Data entries
══════════════════════════════

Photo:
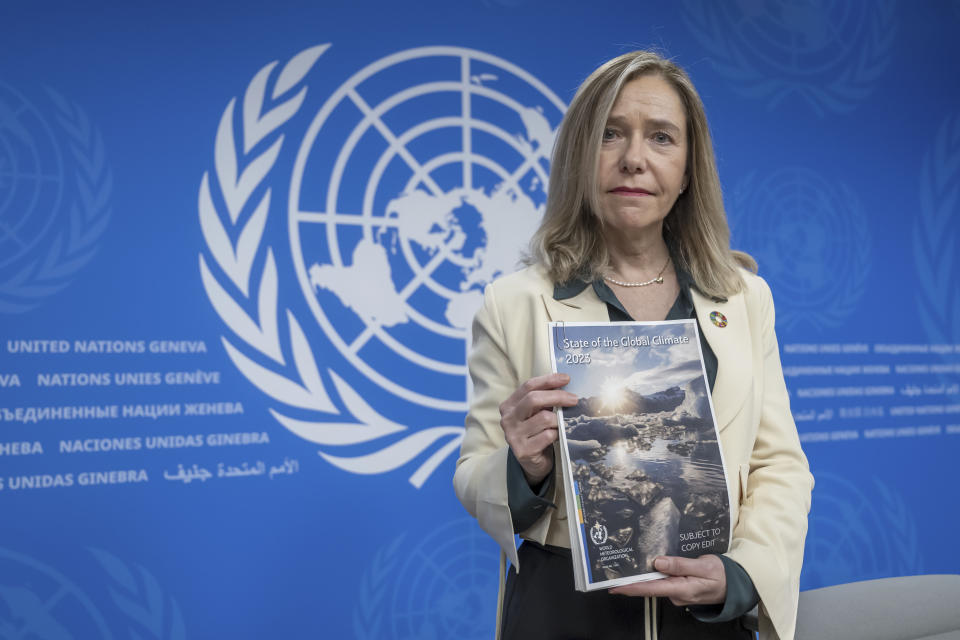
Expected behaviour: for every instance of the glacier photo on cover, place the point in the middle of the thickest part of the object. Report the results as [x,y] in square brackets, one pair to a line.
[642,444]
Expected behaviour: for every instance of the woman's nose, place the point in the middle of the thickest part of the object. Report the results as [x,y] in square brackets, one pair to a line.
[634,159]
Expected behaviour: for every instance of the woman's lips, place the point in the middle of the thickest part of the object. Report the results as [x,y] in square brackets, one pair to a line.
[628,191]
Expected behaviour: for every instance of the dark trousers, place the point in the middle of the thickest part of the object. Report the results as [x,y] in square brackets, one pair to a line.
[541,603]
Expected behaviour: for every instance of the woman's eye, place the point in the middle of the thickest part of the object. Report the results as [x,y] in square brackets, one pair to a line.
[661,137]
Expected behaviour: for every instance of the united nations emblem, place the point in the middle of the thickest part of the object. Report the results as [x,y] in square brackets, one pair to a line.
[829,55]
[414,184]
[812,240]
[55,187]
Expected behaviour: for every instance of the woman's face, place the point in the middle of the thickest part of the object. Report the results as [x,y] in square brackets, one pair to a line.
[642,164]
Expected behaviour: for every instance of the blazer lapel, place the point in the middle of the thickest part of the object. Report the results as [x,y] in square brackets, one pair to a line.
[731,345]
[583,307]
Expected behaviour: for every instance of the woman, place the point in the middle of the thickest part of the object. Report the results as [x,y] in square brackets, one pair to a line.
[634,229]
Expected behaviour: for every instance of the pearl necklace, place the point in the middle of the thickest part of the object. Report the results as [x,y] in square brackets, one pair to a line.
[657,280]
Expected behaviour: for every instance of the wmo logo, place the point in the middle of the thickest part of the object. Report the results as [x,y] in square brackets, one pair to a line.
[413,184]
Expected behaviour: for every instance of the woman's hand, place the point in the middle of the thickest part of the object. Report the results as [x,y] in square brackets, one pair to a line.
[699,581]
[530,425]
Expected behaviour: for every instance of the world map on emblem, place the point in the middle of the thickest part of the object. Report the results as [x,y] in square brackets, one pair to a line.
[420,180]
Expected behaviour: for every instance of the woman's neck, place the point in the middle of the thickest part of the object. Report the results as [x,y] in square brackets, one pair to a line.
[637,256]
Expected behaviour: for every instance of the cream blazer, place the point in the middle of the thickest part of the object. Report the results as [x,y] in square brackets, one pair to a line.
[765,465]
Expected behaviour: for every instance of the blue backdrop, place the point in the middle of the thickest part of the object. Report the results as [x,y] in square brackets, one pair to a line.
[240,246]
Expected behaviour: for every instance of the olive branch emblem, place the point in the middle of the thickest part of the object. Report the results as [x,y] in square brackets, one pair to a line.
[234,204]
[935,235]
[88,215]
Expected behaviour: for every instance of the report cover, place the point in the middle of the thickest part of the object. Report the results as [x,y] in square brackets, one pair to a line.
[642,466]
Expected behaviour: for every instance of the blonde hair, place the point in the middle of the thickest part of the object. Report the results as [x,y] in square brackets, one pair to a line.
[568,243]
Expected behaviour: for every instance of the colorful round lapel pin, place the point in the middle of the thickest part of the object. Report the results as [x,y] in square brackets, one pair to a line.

══════════════════════════════

- Goal of the exercise
Repeat exactly, and only, the lines from the line containing "Expected behaviour: for every instance of the report" through the last line of the records above, both included.

- Full solution
Expected behaviour: for every instance of the report cover, place the point in the middle of the thickest part of the object. Report the results as [x,y] in square brackets, one pair to a line.
[642,466]
Expected behaviour: for every instance of the blonde hair, place the point in the middle of the thickest part of the object. Report the results as [x,y] in square brackets, one pair to a line.
[568,243]
Expected behaviour: for every instance of the colorful round lapel pin, place the point in the middle of the thickest part of the object. Report the results as [x,y] in square brackets, one pair to a line.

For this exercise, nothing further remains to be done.